--- Entries ---

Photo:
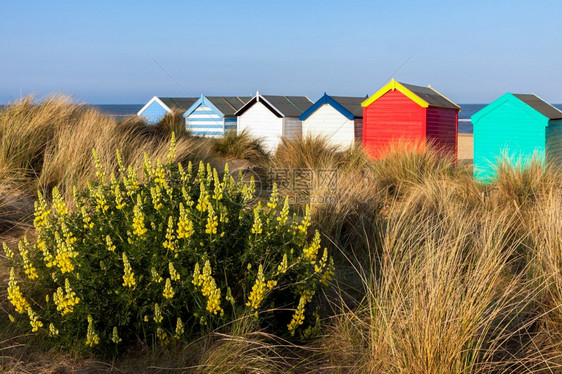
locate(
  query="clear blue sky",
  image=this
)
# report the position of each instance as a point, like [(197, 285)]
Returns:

---

Set exercise:
Rewrite every entry above with "locate" switched to "point_to" and everything else unchanged. Leave the pictures out.

Solution to this task:
Photo:
point_to(
  query="clear blue sky",
  image=this
)
# report the position of each instance as a point, like [(197, 285)]
Returns:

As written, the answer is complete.